Work order: When a picture appears in the listing, leave it out and copy the rest exactly as it stands.

▼▼▼

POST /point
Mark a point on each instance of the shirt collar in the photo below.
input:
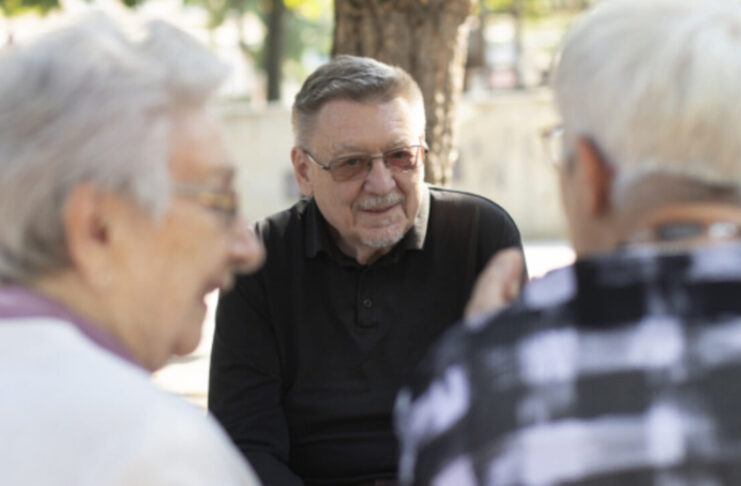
(318, 238)
(21, 302)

▲▲▲

Answer for this exercise:
POST /point
Mark a point on each instance of the shirt collar in the photo below.
input:
(318, 238)
(21, 302)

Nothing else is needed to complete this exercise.